WHAT TO PRODUCE:
Write out each record below exactly as it appears, with no pictures.

--- START OF DATA SHOWN ---

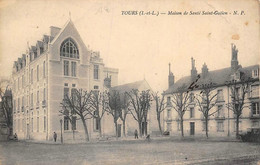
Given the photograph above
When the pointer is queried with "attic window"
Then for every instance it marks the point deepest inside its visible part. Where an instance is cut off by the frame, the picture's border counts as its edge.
(69, 49)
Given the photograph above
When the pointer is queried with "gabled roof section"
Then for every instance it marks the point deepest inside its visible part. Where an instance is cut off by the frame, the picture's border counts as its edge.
(217, 77)
(129, 86)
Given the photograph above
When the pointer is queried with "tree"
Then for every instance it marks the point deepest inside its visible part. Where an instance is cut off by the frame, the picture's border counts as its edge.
(78, 104)
(7, 108)
(140, 104)
(159, 107)
(180, 103)
(206, 100)
(97, 107)
(114, 107)
(238, 92)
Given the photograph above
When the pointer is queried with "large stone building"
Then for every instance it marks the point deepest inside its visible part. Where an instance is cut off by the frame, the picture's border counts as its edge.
(52, 68)
(223, 122)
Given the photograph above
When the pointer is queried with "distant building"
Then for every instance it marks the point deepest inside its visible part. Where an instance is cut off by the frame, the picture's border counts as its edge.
(131, 123)
(54, 67)
(223, 122)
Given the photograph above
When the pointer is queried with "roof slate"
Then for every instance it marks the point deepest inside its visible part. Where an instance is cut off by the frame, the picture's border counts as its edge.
(217, 77)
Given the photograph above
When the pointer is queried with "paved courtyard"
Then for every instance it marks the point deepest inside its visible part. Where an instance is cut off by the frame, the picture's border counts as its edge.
(131, 152)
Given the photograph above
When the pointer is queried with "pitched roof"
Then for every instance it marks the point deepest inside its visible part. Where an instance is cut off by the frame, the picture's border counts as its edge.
(217, 77)
(141, 85)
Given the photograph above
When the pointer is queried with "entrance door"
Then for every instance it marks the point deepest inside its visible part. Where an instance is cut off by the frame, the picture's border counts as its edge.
(27, 131)
(119, 130)
(192, 128)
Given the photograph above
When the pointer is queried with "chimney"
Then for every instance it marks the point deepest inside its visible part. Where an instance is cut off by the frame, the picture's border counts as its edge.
(204, 70)
(54, 31)
(194, 73)
(170, 77)
(234, 61)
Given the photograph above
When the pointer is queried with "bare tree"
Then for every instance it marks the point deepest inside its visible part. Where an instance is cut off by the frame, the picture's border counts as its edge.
(180, 103)
(7, 108)
(97, 107)
(140, 104)
(114, 107)
(124, 110)
(160, 106)
(78, 104)
(239, 89)
(206, 100)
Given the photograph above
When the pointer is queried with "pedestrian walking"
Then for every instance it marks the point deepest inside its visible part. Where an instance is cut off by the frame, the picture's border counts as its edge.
(55, 136)
(136, 134)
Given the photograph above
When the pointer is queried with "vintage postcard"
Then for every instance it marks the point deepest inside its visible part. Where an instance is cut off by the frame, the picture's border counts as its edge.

--- END OF DATA SHOWN ---

TASK ANSWER:
Given the photograph above
When the pointer is queried with "attic window"
Then for every instance it marks the point deepest inside its visible part. Where an instance is cut off by the frame, the picture's border counts as its edge.
(69, 49)
Given the photograph above
When the pointer is queried with "gabled roof section"
Then for every instance it marks the point deepest inside its visible part. Where an instance is cut off by the frame, the picture's border counts as its edge.
(217, 77)
(129, 86)
Given the photograph above
When the pointer is queried with "tree"
Then for every instance it marks the point deepest inside its visible part. Where an instance is cut off by the frame, the picture's border counts as its edge.
(78, 104)
(7, 108)
(140, 104)
(159, 107)
(180, 103)
(206, 100)
(97, 107)
(114, 107)
(238, 92)
Given the photograph above
When the pointer is queried with "large stone building"
Then for every instance it marks the point deepest inside its visible part. Where an instance is cut off by the frame, the picture's border counts as its edge.
(52, 68)
(223, 122)
Given the photograph above
When the pointer is queried with "distant building"
Then for every instance it marks the point deepest inside its visible part. Where an instance is cut off by the frame, the picture's border counts as its edge.
(131, 123)
(54, 67)
(223, 122)
Given the photograph above
When the pointer is queried with "roof slate"
Then for every instance it marks the point deepest inside its visible part. Where an instance is cut off by the frame, the picture's border counts as its edge.
(217, 77)
Given the photograph above
When the pointer is queried with "paved courtyard"
Then for every instance it marks the point deepest inside its visible part. Where an instance is cut off by the frame, the picture's border counts as its edge.
(131, 152)
Given the photograph above
When the pointer is queried with "pitched roof"
Then for every instance it marks the point deepest inside its visible part. Where an instance is cut off by the frame, the picture's border counts as its edge.
(217, 77)
(141, 85)
Given the photograph above
When the pointer is queried with "entrance door"
Then for every instance it marks the point deepest inside its visible part. Where an instance is cut off by the frame, the picture's border counts as its edge.
(27, 131)
(119, 130)
(192, 128)
Given the photograph above
When the pointer is queried with "chimney"
Then for every instance it marks the point deepest inside its visible part. Where an instance is cut off by the frame, the picture's border counts as its edge.
(204, 70)
(54, 31)
(194, 73)
(170, 77)
(234, 61)
Given the photograph above
When the pointer is queried with "bare tree"
Then for every instance it marks the point deepest inside its visible part. Where an instance is cut off by the frame, the picture's border counts as its edge.
(180, 103)
(7, 108)
(97, 107)
(140, 104)
(114, 107)
(124, 110)
(160, 106)
(78, 104)
(239, 89)
(206, 100)
Given the photograph above
When the pointer is queried with "pedestrian walking"
Then for every instance it marks the point deepest inside its visible part. Where an instance is cut off by the frame, the picture's border counts as its edge.
(55, 136)
(136, 134)
Given the photograph above
When the pointer is queried with "vintage postcard"
Then for every instance it marks the point deepest inside its visible part. Where an instance is cut off by the frame, the picture's border counts as its edge.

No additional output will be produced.